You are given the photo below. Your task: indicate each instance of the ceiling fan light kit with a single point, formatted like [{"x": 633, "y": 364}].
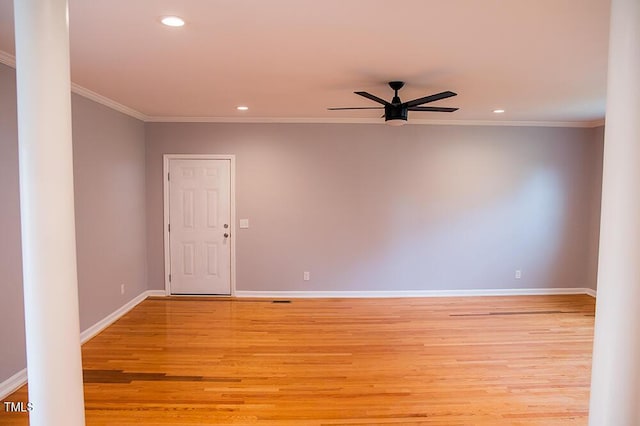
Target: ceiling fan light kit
[{"x": 396, "y": 112}]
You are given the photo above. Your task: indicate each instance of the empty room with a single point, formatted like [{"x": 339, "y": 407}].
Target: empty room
[{"x": 297, "y": 212}]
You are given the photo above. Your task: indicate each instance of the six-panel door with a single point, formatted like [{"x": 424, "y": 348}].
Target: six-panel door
[{"x": 200, "y": 227}]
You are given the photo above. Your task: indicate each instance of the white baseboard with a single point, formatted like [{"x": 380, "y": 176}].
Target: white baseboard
[
  {"x": 13, "y": 383},
  {"x": 20, "y": 378},
  {"x": 411, "y": 293},
  {"x": 115, "y": 315}
]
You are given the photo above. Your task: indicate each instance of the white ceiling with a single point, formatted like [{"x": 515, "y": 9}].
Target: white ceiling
[{"x": 541, "y": 60}]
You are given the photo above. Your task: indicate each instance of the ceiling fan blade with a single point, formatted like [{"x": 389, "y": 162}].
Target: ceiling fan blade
[
  {"x": 427, "y": 99},
  {"x": 433, "y": 109},
  {"x": 373, "y": 98},
  {"x": 340, "y": 109}
]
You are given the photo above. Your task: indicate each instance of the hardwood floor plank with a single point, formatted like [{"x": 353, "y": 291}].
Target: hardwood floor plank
[{"x": 520, "y": 360}]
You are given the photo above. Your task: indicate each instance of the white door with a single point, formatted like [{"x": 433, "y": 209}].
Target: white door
[{"x": 199, "y": 226}]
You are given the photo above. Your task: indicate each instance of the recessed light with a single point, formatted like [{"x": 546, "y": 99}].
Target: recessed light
[{"x": 172, "y": 21}]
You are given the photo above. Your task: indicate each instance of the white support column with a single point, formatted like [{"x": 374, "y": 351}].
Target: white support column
[
  {"x": 47, "y": 212},
  {"x": 615, "y": 381}
]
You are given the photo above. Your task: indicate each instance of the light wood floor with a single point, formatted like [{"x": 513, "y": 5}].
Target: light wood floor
[{"x": 432, "y": 361}]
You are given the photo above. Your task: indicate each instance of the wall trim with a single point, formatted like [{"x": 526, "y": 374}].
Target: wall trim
[
  {"x": 7, "y": 59},
  {"x": 13, "y": 383},
  {"x": 92, "y": 331},
  {"x": 338, "y": 120},
  {"x": 20, "y": 378},
  {"x": 10, "y": 60},
  {"x": 110, "y": 103},
  {"x": 411, "y": 293}
]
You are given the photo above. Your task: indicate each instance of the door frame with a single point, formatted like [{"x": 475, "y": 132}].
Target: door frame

####################

In the records above, locate the line that contains "of the light". Repeat it and every line after it, exactly, and nothing else.

You are given the photo above. Your task: indicate each instance of the light wood floor with a single point, formatted like [{"x": 513, "y": 5}].
Target: light wood floor
[{"x": 432, "y": 361}]
You are given the photo above. Your task: indicate each instance of the wall trim with a single point, formatted like [{"x": 526, "y": 374}].
Target: wall trim
[
  {"x": 7, "y": 59},
  {"x": 13, "y": 383},
  {"x": 92, "y": 331},
  {"x": 338, "y": 120},
  {"x": 20, "y": 378},
  {"x": 10, "y": 60},
  {"x": 110, "y": 103},
  {"x": 411, "y": 293}
]
You are given the photo above. Your task: indicate each instance of the door frame with a single point, formatted like [{"x": 475, "y": 132}].
Target: door frame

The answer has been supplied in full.